Entries shown:
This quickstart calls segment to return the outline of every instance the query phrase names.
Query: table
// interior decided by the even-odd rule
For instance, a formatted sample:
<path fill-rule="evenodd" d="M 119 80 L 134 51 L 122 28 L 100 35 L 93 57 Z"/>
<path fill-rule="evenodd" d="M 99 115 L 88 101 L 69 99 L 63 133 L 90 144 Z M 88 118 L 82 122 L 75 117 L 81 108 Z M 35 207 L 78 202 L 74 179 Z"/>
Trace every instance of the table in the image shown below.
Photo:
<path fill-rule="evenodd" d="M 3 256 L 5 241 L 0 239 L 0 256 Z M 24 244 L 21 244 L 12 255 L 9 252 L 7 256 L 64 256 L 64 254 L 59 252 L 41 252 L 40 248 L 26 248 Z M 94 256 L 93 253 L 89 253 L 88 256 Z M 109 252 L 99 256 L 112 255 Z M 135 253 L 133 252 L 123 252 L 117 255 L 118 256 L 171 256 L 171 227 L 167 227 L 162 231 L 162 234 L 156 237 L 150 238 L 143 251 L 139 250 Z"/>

What is needed:
Quote all of the entries exactly as they appear.

Complete output:
This quickstart calls segment to return the outline of every instance the query phrase names.
Query: table
// interior decided by the even-odd rule
For instance, a formatted sample:
<path fill-rule="evenodd" d="M 119 80 L 134 51 L 122 28 L 100 35 L 93 57 Z"/>
<path fill-rule="evenodd" d="M 99 115 L 88 101 L 69 99 L 63 133 L 90 144 Z M 88 118 L 82 122 L 75 117 L 81 108 Z M 35 207 L 78 202 L 74 179 Z"/>
Trace every instance of the table in the image shown below.
Photo:
<path fill-rule="evenodd" d="M 3 256 L 5 241 L 0 239 L 0 256 Z M 24 244 L 21 244 L 12 255 L 9 252 L 7 256 L 64 256 L 64 254 L 59 252 L 41 252 L 40 248 L 26 248 Z M 94 256 L 93 253 L 89 253 L 88 256 Z M 109 252 L 99 256 L 112 255 Z M 135 253 L 133 252 L 123 252 L 117 255 L 118 256 L 171 256 L 171 227 L 167 227 L 162 231 L 162 234 L 156 237 L 150 238 L 143 251 L 139 250 Z"/>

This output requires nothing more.